Region annotation items
************
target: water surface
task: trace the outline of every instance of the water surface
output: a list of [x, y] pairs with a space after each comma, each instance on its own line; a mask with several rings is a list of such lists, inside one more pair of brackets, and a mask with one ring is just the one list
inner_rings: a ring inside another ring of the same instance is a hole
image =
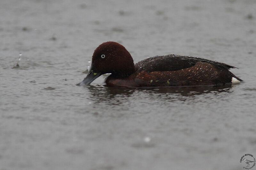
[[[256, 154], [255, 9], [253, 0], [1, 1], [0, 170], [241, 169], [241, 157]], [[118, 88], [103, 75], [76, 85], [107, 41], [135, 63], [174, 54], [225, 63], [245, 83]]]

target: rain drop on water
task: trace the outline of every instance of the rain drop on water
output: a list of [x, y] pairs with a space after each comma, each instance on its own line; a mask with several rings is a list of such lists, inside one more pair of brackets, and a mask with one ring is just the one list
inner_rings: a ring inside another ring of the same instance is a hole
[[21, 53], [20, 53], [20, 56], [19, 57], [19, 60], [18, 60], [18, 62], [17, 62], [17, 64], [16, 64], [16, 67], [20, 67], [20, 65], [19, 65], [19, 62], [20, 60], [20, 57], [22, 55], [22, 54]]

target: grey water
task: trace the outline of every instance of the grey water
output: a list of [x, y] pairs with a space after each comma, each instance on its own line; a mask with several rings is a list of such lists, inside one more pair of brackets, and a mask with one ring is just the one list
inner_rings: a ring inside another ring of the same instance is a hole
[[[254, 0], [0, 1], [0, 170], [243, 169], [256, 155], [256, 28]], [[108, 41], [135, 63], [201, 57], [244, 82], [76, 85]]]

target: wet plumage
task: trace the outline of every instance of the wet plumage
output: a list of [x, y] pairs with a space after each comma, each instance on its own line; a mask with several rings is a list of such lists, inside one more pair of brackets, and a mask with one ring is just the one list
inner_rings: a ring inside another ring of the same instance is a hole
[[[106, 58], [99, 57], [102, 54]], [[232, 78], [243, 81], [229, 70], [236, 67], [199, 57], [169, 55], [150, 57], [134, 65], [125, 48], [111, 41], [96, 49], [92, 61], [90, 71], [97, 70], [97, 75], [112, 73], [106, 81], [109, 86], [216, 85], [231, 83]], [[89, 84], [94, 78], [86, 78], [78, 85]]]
************
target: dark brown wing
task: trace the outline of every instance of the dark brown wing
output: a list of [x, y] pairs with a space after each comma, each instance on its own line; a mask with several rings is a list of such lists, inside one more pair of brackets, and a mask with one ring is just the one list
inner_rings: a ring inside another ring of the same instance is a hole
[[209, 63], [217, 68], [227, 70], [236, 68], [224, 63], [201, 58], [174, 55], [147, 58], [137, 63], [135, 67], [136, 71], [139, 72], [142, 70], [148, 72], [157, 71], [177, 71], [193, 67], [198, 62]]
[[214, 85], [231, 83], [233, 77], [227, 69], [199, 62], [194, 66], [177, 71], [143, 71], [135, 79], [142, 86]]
************
▶ _Problem_:
In the data, from the line containing "target: water surface" up to and including the line containing "63], [245, 83]]]", substitute "occurrence" for every occurrence of "instance" and reproduce only those lines, otherwise unchanged. Omit the picture from your answer.

▶ _Answer to the exercise_:
target: water surface
task: trace the outline of every occurrence of the water surface
output: a list of [x, y] pairs with a space after each comma, each occurrence on its own line; a mask with several rings is a list of such lists, inside one more pair of brackets, and a mask with one ring is just the one list
inner_rings: a ring inside another ring of the same occurrence is a hole
image =
[[[256, 154], [255, 9], [253, 0], [1, 1], [0, 170], [241, 169], [241, 157]], [[118, 88], [103, 75], [76, 85], [107, 41], [135, 63], [174, 54], [225, 63], [245, 83]]]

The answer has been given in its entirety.